[Tarefa a]
Responda com base no texto sobre o Céu:
(i) De quem é a frase "ser espiritual é ser cada vez mais humano"?
(ii) Que explicação aparece entre parênteses logo depois da palavra "ascese"?
(iii) Para Eliade, o que basta para desencadear uma experiência religiosa?

[Artigo]

▼

Queridos amigos e amigas,

Hoje, nossa prosa segue a respeito de um tema que tem grande ênfase nas diversas tradições religiosas: o Céu.

Peço licença para fazer uma pequena digressão - ou seria, na verdade, um desabafo? Confesso que particularmente esse é o tema de fronteira na minha experiência particular, pois sinceramente, prefiro a terra. Perdemos muito tempo pre-ocupados com a vida que “desfrutaremos” no céu, e nos esquivamos de nossas responsabilidades enquanto cristãos na terra.

Por que, por exemplo, nos preocuparmos com o meio ambiente se vamos morar no céu? Consciência planetária e desigualdade social não são temas que devam ser tratados pelos futuros moradores do céu, não é mesmo? Gosto bastante da fala de Francis Schaeffer ao afirmar que “ser espiritual é ser cada vez mais humano”.

Bom, mas vejo que HUMANIDADE é um tema que assusta e incomoda a muitos, principalmente os “cristãos”, que ao longo de sua história deram uma grande ênfase a “ascese” (afastamento do mundo). Medo da finitude, de se contaminar com os pecadores (sim, porque nós somos santos e os outros pecadores)? Não tenho essa interpretação da mensagem do Cristo, mas isso não vem ao caso.

Deixo meu desabafo, enquanto cristã, como reflexão e, agora, sem mais delongas, reassumindo minha postura de pesquisadora que atentamente observa esse o humano em suas relações com o sagrado, vejamos as considerações de Mircea Eliade sobre o Céu.

Eliade procura compreender a significação religiosa do Céu em si mesmo. O Céu revela diretamente a sua transcendência, a sua força e a sua sacralidade. Para ele, a simples contemplação da abóbada celeste é suficiente para desencadear uma experiência religiosa; contemplação que para o homem primitivo que é sensível aos milagres cotidianos equivale a uma revelação.

▲

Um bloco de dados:

▼

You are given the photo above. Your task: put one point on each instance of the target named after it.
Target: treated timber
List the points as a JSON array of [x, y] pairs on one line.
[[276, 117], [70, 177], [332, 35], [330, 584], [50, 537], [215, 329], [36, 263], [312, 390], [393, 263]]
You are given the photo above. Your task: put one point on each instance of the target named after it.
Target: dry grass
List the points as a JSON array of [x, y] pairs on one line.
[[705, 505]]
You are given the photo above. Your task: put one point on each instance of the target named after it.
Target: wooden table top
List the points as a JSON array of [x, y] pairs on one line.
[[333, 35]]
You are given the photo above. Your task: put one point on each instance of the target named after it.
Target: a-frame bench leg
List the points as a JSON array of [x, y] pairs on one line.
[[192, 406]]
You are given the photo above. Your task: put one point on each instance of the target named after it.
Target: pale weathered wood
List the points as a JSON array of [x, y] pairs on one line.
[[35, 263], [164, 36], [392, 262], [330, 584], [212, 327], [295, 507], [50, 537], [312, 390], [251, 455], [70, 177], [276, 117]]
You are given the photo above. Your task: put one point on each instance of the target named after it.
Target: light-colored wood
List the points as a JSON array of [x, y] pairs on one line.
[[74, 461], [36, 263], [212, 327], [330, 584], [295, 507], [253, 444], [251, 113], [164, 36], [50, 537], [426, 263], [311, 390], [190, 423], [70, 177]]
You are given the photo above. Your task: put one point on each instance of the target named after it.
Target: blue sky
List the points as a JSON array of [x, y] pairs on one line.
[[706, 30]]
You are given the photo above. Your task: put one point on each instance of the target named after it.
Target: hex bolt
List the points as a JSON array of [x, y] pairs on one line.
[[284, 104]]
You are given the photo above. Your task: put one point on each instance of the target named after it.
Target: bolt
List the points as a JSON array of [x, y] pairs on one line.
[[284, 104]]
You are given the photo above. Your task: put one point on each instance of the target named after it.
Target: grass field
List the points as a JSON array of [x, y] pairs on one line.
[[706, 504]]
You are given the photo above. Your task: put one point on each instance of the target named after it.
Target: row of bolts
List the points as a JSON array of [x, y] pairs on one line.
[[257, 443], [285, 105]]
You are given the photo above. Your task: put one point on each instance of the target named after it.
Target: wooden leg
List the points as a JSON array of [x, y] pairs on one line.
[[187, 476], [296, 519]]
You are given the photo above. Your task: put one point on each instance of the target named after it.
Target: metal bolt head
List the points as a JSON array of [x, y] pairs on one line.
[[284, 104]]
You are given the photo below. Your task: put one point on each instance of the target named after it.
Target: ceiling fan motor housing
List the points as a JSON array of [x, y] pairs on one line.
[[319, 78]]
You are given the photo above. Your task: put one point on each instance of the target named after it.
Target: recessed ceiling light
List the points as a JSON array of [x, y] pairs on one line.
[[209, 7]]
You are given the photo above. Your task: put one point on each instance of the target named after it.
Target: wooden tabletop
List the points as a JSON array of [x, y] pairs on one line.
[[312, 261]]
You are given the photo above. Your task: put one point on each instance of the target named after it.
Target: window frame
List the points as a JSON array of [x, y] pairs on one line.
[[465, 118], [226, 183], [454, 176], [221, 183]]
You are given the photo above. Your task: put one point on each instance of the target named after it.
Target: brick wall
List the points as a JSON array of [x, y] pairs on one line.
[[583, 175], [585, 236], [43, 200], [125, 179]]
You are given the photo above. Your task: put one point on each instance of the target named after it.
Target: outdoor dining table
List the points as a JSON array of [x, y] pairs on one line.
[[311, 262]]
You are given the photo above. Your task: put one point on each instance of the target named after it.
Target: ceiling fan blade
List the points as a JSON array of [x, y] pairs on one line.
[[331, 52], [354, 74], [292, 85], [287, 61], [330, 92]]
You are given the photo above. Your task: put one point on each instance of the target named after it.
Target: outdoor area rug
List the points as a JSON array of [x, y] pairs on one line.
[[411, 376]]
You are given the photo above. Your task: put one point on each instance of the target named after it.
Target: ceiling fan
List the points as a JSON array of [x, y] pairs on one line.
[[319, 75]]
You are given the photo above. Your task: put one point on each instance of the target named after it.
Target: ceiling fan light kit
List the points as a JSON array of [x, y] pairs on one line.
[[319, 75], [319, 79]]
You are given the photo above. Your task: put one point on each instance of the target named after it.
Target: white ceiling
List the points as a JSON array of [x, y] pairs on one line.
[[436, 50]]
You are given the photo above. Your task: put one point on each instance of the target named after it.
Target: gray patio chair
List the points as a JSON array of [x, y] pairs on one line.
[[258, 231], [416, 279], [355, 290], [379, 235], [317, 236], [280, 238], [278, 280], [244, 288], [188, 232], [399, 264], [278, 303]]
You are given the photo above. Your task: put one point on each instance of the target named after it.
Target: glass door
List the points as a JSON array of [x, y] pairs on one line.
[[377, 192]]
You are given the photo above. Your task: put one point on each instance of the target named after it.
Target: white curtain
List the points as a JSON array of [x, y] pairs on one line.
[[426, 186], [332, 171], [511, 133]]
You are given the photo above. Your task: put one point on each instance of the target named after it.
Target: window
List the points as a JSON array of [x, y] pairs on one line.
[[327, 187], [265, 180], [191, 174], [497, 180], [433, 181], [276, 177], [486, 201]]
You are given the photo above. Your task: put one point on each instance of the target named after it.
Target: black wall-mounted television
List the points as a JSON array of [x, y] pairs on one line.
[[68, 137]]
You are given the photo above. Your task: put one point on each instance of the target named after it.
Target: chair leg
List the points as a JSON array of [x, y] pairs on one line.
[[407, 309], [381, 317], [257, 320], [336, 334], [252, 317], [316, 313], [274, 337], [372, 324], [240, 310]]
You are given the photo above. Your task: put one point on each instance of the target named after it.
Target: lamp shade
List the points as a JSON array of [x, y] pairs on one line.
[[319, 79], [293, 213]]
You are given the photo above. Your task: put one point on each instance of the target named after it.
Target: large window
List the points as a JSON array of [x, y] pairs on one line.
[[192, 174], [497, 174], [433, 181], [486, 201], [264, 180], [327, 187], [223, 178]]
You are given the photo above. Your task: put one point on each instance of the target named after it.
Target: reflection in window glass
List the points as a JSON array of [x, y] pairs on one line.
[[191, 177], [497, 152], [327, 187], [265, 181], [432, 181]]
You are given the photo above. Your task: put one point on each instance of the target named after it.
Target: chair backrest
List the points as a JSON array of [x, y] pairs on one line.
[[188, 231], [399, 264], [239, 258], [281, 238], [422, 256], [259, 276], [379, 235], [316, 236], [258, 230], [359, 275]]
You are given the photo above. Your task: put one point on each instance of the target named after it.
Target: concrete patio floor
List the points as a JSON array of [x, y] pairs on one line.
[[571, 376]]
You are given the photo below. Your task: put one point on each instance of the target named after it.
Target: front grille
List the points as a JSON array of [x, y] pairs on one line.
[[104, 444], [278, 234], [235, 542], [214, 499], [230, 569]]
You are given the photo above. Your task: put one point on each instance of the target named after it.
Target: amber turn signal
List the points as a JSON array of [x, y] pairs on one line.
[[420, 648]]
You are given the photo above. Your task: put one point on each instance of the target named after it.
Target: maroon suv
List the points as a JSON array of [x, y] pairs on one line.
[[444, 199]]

▲

[Tarefa b] Reescreva as entradas começando no início das entradas e terminando na linha que contém "[[705, 505]]", trocando "JSON array" por "JSON list". Mantenha todo o resto igual e entregue só essas linhas.

[Resposta comentada a]
(i) De Francis Schaeffer.
(ii) Afastamento do mundo.
(iii) A simples contemplação da abóbada celeste.

[Resposta comentada b]
You are given the photo above. Your task: put one point on each instance of the target named after it.
Target: treated timber
List the points as a JSON list of [x, y] pairs on one line.
[[276, 117], [70, 177], [332, 35], [330, 584], [50, 537], [215, 329], [36, 263], [312, 390], [393, 263]]
You are given the photo above. Your task: put one point on each instance of the target named after it.
Target: dry grass
List the points as a JSON list of [x, y] pairs on one line.
[[705, 505]]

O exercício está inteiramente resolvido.